* **WORK TASK**
A faithful transcription of all the records is required.

* **DATA RECORDS**
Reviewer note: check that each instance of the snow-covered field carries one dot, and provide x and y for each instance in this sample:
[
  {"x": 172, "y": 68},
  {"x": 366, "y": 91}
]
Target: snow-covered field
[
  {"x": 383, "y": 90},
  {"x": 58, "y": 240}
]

* **ANSWER SECTION**
Reviewer note: check that each instance of the snow-covered field carries one dot, and provide x and y for each instance in this sample:
[
  {"x": 172, "y": 68},
  {"x": 366, "y": 91}
]
Target: snow-covered field
[
  {"x": 383, "y": 90},
  {"x": 58, "y": 240}
]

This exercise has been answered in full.